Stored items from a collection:

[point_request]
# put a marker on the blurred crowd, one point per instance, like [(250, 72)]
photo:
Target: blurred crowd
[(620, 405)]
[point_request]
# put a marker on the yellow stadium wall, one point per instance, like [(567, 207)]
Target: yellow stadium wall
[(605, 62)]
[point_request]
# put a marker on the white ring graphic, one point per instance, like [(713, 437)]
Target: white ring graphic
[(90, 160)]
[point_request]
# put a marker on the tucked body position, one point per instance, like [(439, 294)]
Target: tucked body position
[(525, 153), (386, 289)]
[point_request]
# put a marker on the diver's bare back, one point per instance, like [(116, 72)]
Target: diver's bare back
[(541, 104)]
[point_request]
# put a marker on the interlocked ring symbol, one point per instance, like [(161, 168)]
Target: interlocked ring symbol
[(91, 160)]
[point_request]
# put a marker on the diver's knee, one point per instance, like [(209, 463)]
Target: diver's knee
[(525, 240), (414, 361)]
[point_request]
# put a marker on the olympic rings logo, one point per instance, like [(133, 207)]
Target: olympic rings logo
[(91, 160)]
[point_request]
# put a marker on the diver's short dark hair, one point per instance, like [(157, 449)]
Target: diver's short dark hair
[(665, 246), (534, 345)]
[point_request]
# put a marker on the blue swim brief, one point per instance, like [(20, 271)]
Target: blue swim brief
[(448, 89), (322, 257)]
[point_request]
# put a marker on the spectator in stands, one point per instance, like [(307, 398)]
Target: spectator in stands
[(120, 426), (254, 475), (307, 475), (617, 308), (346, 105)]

What you should do
Repeat the entries shown above, every one, word for word.

Output of the task
[point_request]
# put a marker on the blurred crowd, one point per instance, like [(250, 72)]
photo:
Target: blurred crowd
[(620, 405)]
[point_request]
# put a marker on the yellow stadium wall, one point per instance, like [(567, 207)]
Target: yellow stadium wall
[(605, 62)]
[point_request]
# put a marker on the white ring graphic, one point per instance, like [(713, 437)]
Target: white ring graphic
[(90, 160)]
[point_request]
# put a marker on the tucked body position, one point per instance, like [(439, 294)]
Target: tucked body position
[(525, 153), (386, 289)]
[point_request]
# put a marker on the diver's bare back, one point per instance, like [(116, 72)]
Target: diver's bare back
[(541, 104)]
[point_request]
# put a marker on the interlocked ring symbol, one point per instance, like [(161, 168)]
Target: interlocked ring symbol
[(91, 160)]
[point_request]
# put a marker on the diver's knee, one point per instance, like [(209, 463)]
Target: diver's knee
[(525, 240), (414, 361)]
[point_request]
# put a marker on the olympic rings logo, one point per instance, like [(133, 207)]
Target: olympic rings logo
[(91, 160)]
[point_request]
# put a marker on the diver's short dark hair, one point per instance, like [(157, 449)]
Target: diver's short dark hair
[(665, 246), (534, 345)]
[point_request]
# put a marker on the blue swim brief, one point per instance, like [(20, 271)]
Target: blue swim brief
[(448, 89), (322, 257)]
[point_request]
# put a marker on the spectator in stands, one point per instance, like [(307, 398)]
Target: spectator in stands
[(120, 426), (254, 475), (307, 475), (617, 308), (346, 105)]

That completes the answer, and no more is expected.